What you should do: In the stock market report below, which two betting companies led the FTSE 100's rise?

Quoted passage:

◇ ◇ ◇ ◇ ◇ ◇ ◇

In the wake of last week’s poor figures from retailers Target and Walmart, the S&P 500 spent some of Friday’s session over the 20% bear market threshold before staging a late recovery.

Wall Street’s resilient finish meant European markets got off to a stronger start, with a stronger session for the Nikkei in Japan also helping.

The FTSE 100 index improved by a bigger-than-expected 0.7% or 50.59 points to 7440.57, led by rallies for betting companies Entain and Flutter Entertainment.

There were also gains of 2% for commodities-focused BP, Anglo American and Rio Tinto, while Royal Mail improved 2% or 7.7p to 323.1p.

The FTSE 250 jumped 1% or 212.30 points to 20,048.25, with IT services group Kainos up 19% after reporting its 12th year in a row of growth with adjusted profits 3% higher at £58.8 million. Shares have slumped from above 2000p in November but jumped 194p to 1226p after today’s results.

Analysts at Investec Securities have a price target of 1650p, calling Kainos a “stand-out growth name”.

Meanwhile, shares in Amigo Holdings were suspended at 6.29p as court hearings take place this week on the schemes of arrangement that will be key to the future of the guarantor loan provider.

FTSE 100 rallies, Moonpig up 12%

08:52 , Graeme Evans

London shares have started the week in positive fashion as the FTSE 100 index is up by a bigger-than-expected 61.08 points to 7451.06, led by rallies of 3% for betting companies Entain and Flutter Entertainment.

◇ ◇ ◇ ◇ ◇ ◇ ◇

Supplied entries:
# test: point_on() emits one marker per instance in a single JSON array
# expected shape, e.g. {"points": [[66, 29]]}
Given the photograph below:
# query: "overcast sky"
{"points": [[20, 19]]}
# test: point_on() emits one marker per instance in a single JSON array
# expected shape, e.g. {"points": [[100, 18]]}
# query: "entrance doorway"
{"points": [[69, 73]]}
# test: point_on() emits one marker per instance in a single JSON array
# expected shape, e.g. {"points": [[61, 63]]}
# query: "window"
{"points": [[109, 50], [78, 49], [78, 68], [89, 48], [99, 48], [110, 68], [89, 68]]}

◇ ◇ ◇ ◇ ◇ ◇ ◇

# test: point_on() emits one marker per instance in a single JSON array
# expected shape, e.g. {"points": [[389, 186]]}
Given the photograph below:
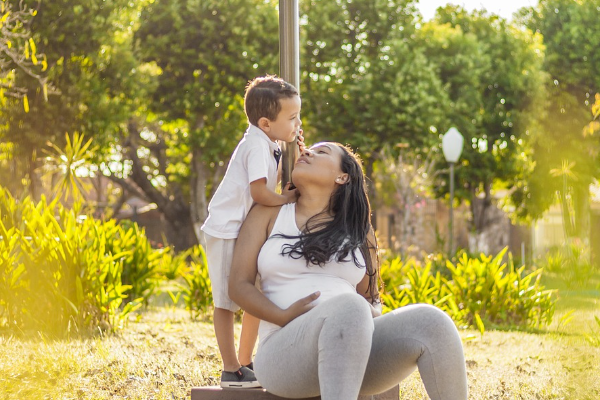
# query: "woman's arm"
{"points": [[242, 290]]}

◇ ◇ ◇ ◇ ◇ ◇ ◇

Task response: Entain and Flutter Entertainment.